<<<<
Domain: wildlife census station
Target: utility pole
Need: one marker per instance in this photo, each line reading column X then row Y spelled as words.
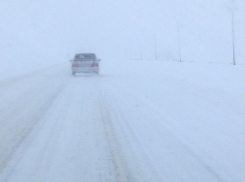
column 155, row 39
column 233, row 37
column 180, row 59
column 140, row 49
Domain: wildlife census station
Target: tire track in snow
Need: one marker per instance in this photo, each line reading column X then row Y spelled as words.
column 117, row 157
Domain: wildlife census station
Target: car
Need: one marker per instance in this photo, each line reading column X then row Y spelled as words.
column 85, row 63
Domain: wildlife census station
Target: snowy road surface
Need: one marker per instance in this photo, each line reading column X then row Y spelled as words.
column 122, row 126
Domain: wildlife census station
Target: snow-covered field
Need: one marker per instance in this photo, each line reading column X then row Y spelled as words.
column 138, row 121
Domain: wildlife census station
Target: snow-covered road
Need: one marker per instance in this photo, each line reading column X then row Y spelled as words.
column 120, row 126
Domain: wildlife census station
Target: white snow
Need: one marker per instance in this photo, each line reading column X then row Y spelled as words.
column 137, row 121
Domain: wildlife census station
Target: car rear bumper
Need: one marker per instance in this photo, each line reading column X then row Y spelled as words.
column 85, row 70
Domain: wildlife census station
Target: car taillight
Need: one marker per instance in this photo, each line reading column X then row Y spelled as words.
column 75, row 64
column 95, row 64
>>>>
<<<<
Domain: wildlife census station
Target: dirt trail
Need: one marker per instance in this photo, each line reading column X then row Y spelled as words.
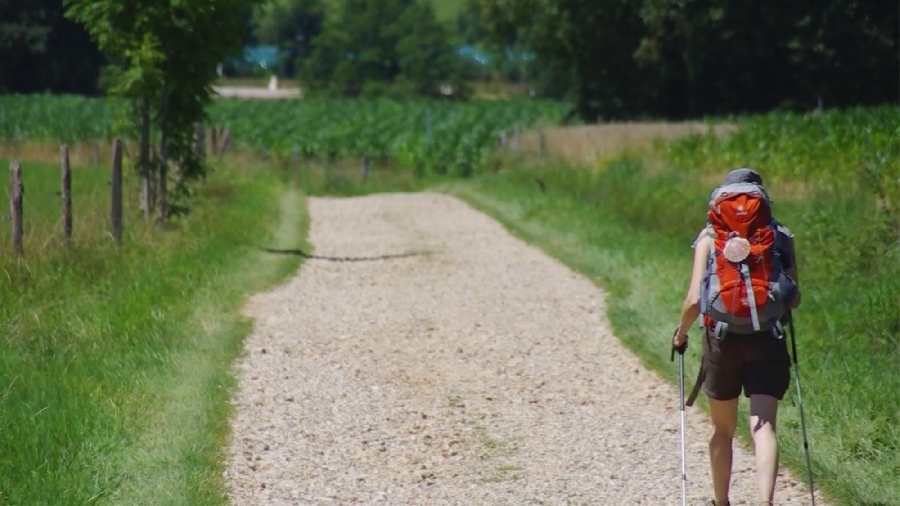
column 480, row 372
>>>>
### WHAT IS BEING ASKED
Search the entries for the word "road". Copy each line where it appears.

### TASK SOLUTION
Target: snowy road surface
Target: snow-covered road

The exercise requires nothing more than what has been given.